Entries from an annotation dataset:

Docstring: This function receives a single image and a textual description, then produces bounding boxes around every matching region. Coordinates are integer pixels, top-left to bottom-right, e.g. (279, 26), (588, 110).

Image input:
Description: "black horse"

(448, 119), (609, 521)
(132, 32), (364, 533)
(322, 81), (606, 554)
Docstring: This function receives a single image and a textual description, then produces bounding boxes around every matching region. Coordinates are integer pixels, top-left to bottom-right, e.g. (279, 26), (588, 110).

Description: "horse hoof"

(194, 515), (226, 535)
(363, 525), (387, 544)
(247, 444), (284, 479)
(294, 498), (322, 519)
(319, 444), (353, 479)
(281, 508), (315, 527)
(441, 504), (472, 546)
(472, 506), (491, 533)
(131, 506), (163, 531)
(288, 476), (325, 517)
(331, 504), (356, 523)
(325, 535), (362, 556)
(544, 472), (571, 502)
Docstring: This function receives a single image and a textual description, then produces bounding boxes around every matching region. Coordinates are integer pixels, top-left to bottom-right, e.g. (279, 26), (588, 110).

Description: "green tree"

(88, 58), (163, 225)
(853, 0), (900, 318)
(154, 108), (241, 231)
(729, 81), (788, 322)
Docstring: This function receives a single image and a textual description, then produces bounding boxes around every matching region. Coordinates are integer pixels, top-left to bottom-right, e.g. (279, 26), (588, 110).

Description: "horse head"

DESCRIPTION OF THE TASK: Rewrite the listing above, changing each "Docstring" to "Summary" and keeping everything else the same.

TASK RESPONSE:
Summary: This function receives a single image and a textual description, then produces bounding boxes around every matching region. Coordinates are integer pixels, top-left to bottom-right, e.g. (279, 26), (588, 110).

Image input:
Description: "black horse"

(448, 119), (609, 521)
(132, 32), (364, 533)
(322, 81), (606, 554)
Summary: This function receives a single image and a textual description, then produces bounding boxes around every matching region. Coordinates are integer pixels, top-left to bottom-right, e.g. (279, 26), (588, 110).

Description: "horse hoof"

(194, 515), (226, 535)
(363, 525), (387, 544)
(247, 444), (284, 479)
(294, 498), (322, 519)
(319, 444), (353, 479)
(281, 508), (315, 527)
(441, 504), (472, 546)
(472, 506), (491, 533)
(131, 506), (163, 531)
(288, 476), (325, 517)
(331, 504), (356, 523)
(325, 535), (362, 556)
(544, 472), (571, 502)
Summary: This function receives a single image and a textual description, then produces bounding boxes around every matching region. Coordinates are integer pixels, top-left to bottom-right, e.g. (279, 26), (588, 110).

Description: "green tree"

(88, 58), (163, 225)
(853, 0), (900, 318)
(154, 108), (241, 231)
(729, 81), (788, 322)
Summary: This function receives a single image and a textual description, then produces bounding boxes around every matching region. Coordinates are integer pixels, top-left to bottom-right, e.g. (279, 26), (588, 110).

Description: "horse head"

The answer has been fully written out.